EXERCISE PASSAGE -
----------------

FAQs [Frequently Asked Questions]
How do I remove tree sap from a car windshield?
Removing sap from a windshield isn’t very different than removing it from other parts of the car. You should start by cleaning as much as you can with soap and water. Then apply alcohol (or an alcohol-based product) to the hard sap to make it soften up. Use a towel soaked with alcohol for that. Let it work for some moments, then rub the spot until the sap comes off. It might require several applications before being able to remove the tree sap.
Finally, use your favorite glass cleaner to clean up any leftovers from your windshield.
Does Goo Gone damage car paint?
No, it doesn’t. Goo Gone is safe for car paint; actually, it works pretty well for removing tree sap. If you have any available, it’s a good alternative to the options I gave you earlier. If you need to buy it, consider getting the “automotive” version of the product, which is also good for other cleaning activities on your car.
Will vinegar remove tree sap from the car?
Vinegar is another common household option to remove tree sap from a car. It’s certainly good for fresh sap; you might need a more aggressive product to remove very stubborn sap. It’s worth it to give it a try. Follow the steps I mentioned earlier and you should get good results with it.
How to remove tree sap from the car with WD40?
WD40 is safe to use on cars to remove sap. Its penetration characteristics are ideal to make tree sap come off the car paint/windshield. Apply it on the area and give it some time to break up the sap; then use a clean rag to remove it. Wash the residues with soap and water.
As you can see, dealing with tree sap is rather easy. The key here is taking action as soon as possible; it’s easier to remove liquid sap than crystalized sap. Plus, there’s a higher chance you’ll damage the paint by attacking stubborn paint. To avoid that, make sure you use the right product. Choose between one of the alternatives I gave you.
Decide if you want to use a professional cleaner or a household option. Any oil-based solvent should do the trick, just make sure they don’t damage your paint by trying in a hidden spot first. And be careful when handling them, since they are toxic most of the time. Using rubber gloves is always advised.
If you got your car covered in tree sap because you parked under a tree to take advantage of its shade, consider getting a windshield sunshade. That way, you will protect your car interiors and yourself from the sun heat without having to deal with sap again.
If you will happen again to have tree sap on your car, make sure to address the problem as soon as you can!

----------------

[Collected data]

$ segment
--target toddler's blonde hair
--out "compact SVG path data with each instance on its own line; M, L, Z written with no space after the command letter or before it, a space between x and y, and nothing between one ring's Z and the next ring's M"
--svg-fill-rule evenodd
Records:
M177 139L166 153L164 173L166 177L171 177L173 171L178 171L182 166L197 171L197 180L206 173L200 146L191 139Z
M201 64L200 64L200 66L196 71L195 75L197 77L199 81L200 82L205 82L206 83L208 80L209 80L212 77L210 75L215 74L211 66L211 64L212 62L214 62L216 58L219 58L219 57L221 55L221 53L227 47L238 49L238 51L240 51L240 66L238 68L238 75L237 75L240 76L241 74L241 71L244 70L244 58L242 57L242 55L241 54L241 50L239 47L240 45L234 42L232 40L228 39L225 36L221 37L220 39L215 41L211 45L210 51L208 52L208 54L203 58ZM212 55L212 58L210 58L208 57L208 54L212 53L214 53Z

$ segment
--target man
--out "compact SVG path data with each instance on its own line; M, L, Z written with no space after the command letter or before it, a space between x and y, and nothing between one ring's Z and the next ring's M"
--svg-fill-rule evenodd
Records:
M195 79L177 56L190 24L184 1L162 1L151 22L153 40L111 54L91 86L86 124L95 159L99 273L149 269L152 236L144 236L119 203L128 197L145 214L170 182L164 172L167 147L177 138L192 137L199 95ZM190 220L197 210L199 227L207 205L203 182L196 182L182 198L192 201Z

----------------

EXERCISE TASKS -
(a) For each statement (i), (ii) and (iii), answer yes or no depending on whether it agrees with the tree sap FAQ, and quote the deciding words. (i) Goo Gone damages car paint. (ii) Vinegar works well on fresh sap. (iii) Liquid sap is harder to remove than crystallized sap.
(b) Answer these questions from the tree sap FAQ:
(i) What should the towel be soaked with when softening hard sap on a windshield?
(ii) What are the residues washed with after using WD40?
(iii) What is always advised when handling oil-based solvents?
(c) Write out the part of the tree sap FAQ starting at "Will vinegar remove" and ending at "residues with soap and water.".
The records have no connection to the text about tree sap.

SOLUTIONS IN ORDER -
(a)
(i) No: "Goo Gone is safe for car paint"
(ii) Yes: "It’s certainly good for fresh sap"
(iii) No: "it’s easier to remove liquid sap than crystalized sap"

(b)
(i) Alcohol.
(ii) Soap and water.
(iii) Using rubber gloves.

(c)
Will vinegar remove tree sap from the car?
Vinegar is another common household option to remove tree sap from a car. It’s certainly good for fresh sap; you might need a more aggressive product to remove very stubborn sap. It’s worth it to give it a try. Follow the steps I mentioned earlier and you should get good results with it.
How to remove tree sap from the car with WD40?
WD40 is safe to use on cars to remove sap. Its penetration characteristics are ideal to make tree sap come off the car paint/windshield. Apply it on the area and give it some time to break up the sap; then use a clean rag to remove it. Wash the residues with soap and water.